SUPPLIED PASSAGE:
○ ○ ○ ○ ○

Fresh Off the Boat Season 1 Episodes 3 & 4 Review: “The Shunning”/”Success Perm”

Fresh Off the Boat 1.03

There’s a clear line between what Fresh Off the Boat‘s early episodes are doing well; while the (younger) adult and child (Louis, Jessica, Evan, and Emery) story lines are finding their rhythms quickly, the older counterparts of each generational divide (Grandma, Eddie) are struggling to get off the ground a bit. That dichotomy is no more apparent than in this week’s pair of episodes, two half hours littered with promising moments and held back, mostly, by some poor taste in important moments.

Both episodes really get a strong grip on the parental components of the Huang family; both “The Shunning” and “Success Perm” do a great job establishing the external pressures on Jessica and Eddie (mostly personal for the former, and predominantly professional for the latter). Jessica’s friendship with Honey is a particularly strong turn for the character early on, unnecessary rendition of “I Will Always Love You” and all. It not only softens the character a bit, but gives her some fun conflict in the neighborhood beyond the predictable Stepford Wives vs. the Weird Family in the Neighborhood material; she’s really the only female on the show given any agency as an actual human being (that’s part of the main cast, that is), and it’s given Fresh Off the Boat a certain energy it has desperately needed in the first few episodes.

By the same token, Louis’s attempts to get the business going are also working well, mostly because of their proximity to Jessica’s stories, particularly in “Success Perm,” which begins to flesh out the Huang family tree in interesting ways (like that Jessica’s brother-in-law was Eddie’s boss before he moved to Orlando). Randall Park’s performance, however, doesn’t appear to be on the same show, as funny as it is; while the rest of the cast plays things relatively straight, Park’s performance is much more over-the-top, which heightens the absurdity of scenes with him intently watching a computer loudly try to connect to the internet (with a hilarious perm, nonetheless), and adds some dramatic ebb and flow to his unsuccessful attempts to fill the restaurant with customers.

Yet, Fresh Off the Boat is still struggling to give Eddie, its protagonist, either the same shades of gray as his mother, or the wackiness of his father. So far, he’s been a cipher for expensive music samples, a lower middle-class kid who somehow has a fresh hip-hop brand to wear each and every episode, along with the latest CD’s (which were still a bit of a fancy thing for a kid in 1995) and stereo equipment (it had the Sony max bass button on it! Who doesn’t remember those?!). Simple financial contradictions aside, Eddie hasn’t been much of anything so far, except a vehicle for broadly-delivered notions of hip-hop philosophy, which lead to him treating Honey like a stripper in “The Shunning,” a deplorable ending for an episode that appeared to be building towards something a little more poignant (if you’re going to invoke the name of Ol’ Dirty Bastard, I think it’s almost an expectation).

○ ○ ○ ○ ○

PROVIDED MATERIAL:
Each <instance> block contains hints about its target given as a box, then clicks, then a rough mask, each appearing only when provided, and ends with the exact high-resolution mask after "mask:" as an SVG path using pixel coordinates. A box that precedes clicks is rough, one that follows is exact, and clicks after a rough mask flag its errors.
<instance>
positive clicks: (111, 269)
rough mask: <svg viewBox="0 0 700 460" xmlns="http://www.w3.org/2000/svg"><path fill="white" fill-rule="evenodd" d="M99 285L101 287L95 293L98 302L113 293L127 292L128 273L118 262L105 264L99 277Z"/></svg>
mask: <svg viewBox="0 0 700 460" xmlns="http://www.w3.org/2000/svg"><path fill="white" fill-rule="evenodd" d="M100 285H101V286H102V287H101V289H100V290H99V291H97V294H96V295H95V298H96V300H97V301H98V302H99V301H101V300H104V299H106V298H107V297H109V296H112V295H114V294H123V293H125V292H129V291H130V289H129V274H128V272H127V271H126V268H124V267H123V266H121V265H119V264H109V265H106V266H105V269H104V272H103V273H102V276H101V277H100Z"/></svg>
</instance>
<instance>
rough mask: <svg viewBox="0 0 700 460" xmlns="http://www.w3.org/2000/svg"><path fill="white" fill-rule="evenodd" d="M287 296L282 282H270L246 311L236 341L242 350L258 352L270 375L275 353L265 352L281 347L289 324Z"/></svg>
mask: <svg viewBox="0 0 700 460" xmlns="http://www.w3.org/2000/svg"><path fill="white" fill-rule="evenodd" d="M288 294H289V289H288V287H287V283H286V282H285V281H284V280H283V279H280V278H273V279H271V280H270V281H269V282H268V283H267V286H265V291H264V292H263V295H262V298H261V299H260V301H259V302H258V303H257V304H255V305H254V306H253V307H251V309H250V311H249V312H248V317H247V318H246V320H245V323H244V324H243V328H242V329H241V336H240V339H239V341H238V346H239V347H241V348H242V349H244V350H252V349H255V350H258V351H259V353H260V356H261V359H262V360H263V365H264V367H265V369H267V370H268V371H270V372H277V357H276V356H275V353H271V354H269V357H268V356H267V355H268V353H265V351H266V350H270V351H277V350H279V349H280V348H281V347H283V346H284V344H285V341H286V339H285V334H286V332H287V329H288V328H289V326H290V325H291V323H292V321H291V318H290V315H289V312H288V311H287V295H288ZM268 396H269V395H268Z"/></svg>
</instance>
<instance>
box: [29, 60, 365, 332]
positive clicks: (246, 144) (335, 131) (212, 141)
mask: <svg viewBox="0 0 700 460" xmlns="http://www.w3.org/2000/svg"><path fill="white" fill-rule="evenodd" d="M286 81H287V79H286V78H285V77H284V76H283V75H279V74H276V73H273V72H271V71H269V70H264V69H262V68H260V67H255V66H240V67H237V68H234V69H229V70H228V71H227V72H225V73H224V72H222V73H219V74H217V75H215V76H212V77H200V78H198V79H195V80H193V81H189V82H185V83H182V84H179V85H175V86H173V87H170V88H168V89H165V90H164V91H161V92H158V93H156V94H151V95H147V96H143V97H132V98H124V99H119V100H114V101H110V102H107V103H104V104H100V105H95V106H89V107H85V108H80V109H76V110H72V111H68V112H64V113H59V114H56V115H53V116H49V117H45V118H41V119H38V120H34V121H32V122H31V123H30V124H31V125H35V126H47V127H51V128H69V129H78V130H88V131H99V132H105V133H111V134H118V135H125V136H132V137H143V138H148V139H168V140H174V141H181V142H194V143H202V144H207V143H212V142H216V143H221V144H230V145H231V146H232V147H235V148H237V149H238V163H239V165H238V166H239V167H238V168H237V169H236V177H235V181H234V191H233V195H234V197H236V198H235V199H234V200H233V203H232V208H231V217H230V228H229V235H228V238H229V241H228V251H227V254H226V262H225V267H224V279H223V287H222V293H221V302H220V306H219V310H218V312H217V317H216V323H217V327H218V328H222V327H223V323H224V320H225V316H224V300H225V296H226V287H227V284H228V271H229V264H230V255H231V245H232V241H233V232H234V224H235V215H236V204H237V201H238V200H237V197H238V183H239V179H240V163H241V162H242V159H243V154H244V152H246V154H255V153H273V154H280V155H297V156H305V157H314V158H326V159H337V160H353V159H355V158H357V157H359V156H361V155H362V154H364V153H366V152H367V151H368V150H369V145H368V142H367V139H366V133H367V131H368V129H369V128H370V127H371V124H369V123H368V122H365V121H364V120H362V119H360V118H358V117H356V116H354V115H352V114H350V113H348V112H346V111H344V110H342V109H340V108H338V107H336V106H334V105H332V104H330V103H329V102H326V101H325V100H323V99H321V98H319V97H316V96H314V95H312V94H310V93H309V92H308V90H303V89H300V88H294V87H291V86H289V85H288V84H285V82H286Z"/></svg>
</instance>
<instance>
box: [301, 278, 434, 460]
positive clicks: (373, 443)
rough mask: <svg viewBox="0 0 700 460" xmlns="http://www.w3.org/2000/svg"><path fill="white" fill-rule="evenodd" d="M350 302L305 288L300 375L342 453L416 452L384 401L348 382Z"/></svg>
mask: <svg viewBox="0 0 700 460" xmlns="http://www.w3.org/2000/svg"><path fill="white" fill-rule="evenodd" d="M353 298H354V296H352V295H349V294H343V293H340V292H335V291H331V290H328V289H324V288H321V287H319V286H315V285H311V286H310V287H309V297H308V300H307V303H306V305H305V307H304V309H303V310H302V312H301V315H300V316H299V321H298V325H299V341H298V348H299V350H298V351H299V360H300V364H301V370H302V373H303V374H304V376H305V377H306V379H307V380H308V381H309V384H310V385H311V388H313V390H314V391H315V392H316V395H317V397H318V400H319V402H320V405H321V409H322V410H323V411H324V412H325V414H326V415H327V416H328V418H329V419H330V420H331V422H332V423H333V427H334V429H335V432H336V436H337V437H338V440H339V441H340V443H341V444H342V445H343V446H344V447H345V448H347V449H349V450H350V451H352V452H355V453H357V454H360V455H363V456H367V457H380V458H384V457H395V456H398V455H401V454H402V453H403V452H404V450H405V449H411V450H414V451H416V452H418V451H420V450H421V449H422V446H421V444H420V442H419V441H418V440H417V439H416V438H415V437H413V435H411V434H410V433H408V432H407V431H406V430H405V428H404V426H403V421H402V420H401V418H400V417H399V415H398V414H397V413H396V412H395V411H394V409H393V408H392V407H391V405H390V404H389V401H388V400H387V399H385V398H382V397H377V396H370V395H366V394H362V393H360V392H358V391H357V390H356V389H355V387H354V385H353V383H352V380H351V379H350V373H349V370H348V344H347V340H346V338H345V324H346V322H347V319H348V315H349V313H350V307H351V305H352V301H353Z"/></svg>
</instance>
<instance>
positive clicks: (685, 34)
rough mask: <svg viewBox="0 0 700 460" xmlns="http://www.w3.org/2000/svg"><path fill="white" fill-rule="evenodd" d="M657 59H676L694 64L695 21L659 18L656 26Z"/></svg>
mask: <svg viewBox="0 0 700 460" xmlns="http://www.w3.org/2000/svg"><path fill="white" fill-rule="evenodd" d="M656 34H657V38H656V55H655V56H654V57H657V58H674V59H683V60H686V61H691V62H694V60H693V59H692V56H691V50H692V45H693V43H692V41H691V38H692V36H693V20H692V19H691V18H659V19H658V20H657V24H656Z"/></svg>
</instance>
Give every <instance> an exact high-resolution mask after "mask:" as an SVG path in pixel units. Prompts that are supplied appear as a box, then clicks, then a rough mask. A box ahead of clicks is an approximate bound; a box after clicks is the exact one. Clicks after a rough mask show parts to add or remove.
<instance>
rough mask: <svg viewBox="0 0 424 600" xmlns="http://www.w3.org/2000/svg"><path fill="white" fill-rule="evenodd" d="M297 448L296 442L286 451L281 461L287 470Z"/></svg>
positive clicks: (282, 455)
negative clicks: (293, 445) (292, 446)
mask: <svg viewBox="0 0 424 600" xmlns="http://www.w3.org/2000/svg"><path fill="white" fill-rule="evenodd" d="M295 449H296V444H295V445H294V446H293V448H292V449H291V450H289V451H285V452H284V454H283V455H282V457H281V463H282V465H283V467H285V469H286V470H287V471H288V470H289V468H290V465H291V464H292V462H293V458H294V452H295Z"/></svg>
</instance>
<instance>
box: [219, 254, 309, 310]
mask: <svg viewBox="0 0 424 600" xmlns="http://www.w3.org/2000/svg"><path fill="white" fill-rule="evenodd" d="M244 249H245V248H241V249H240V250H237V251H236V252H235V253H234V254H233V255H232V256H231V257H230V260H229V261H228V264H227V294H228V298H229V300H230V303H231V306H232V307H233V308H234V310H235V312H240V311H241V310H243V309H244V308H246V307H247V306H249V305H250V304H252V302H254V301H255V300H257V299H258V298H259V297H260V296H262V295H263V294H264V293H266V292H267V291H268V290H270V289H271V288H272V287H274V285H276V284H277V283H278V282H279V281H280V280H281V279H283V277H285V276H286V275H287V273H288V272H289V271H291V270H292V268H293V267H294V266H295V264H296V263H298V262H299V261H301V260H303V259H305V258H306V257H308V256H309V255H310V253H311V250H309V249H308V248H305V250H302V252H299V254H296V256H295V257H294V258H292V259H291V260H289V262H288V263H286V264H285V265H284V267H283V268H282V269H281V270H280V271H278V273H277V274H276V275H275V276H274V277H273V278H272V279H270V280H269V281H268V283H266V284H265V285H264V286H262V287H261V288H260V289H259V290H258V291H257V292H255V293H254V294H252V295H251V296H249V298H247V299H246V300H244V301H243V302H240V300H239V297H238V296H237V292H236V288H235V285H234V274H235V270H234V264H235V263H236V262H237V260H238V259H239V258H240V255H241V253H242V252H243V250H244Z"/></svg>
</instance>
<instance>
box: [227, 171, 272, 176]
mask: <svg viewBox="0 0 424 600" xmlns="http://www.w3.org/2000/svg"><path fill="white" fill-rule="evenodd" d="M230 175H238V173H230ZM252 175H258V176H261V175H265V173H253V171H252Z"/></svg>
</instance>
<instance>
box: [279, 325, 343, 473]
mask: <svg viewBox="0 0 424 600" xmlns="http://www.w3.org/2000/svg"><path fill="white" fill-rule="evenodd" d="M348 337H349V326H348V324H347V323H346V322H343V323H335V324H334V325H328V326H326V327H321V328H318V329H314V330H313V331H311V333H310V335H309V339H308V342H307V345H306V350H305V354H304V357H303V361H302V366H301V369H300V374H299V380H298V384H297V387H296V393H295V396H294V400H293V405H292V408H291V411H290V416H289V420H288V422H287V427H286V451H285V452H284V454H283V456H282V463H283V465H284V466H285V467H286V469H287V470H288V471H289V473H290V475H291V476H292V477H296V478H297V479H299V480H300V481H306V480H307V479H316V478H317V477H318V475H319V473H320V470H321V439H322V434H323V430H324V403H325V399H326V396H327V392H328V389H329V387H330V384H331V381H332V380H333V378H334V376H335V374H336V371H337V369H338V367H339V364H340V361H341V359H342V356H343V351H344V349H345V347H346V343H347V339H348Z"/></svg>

○ ○ ○ ○ ○

ACTIVITY 1: Rework the stretch of the Fresh Off the Boat review from "Fresh Off the Boat 1.03" through "in important moments.", putting "contrast" in place of "dichotomy".
ACTIVITY 2: Condense the paragraph of the Fresh Off the Boat review that opens "By the same token" into a shorter version that keeps its main facts.

TASK RESPONSE 1:
Fresh Off the Boat 1.03

There’s a clear line between what Fresh Off the Boat‘s early episodes are doing well; while the (younger) adult and child (Louis, Jessica, Evan, and Emery) story lines are finding their rhythms quickly, the older counterparts of each generational divide (Grandma, Eddie) are struggling to get off the ground a bit. That contrast is no more apparent than in this week’s pair of episodes, two half hours littered with promising moments and held back, mostly, by some poor taste in important moments.

TASK RESPONSE 2: Louis's efforts to get the business going work well, mostly because they sit close to Jessica's stories. This is especially true in "Success Perm," which fleshes out the Huang family tree, revealing that Jessica's brother-in-law was Eddie's boss before he moved to Orlando. Randall Park's performance is funny but seems to belong to a different show. The rest of the cast plays things fairly straight, while Park goes much more over-the-top. That heightens the absurdity of scenes like him intently watching a computer loudly try to connect to the internet, perm and all. It also adds dramatic ebb and flow to his failed attempts to fill the restaurant with customers.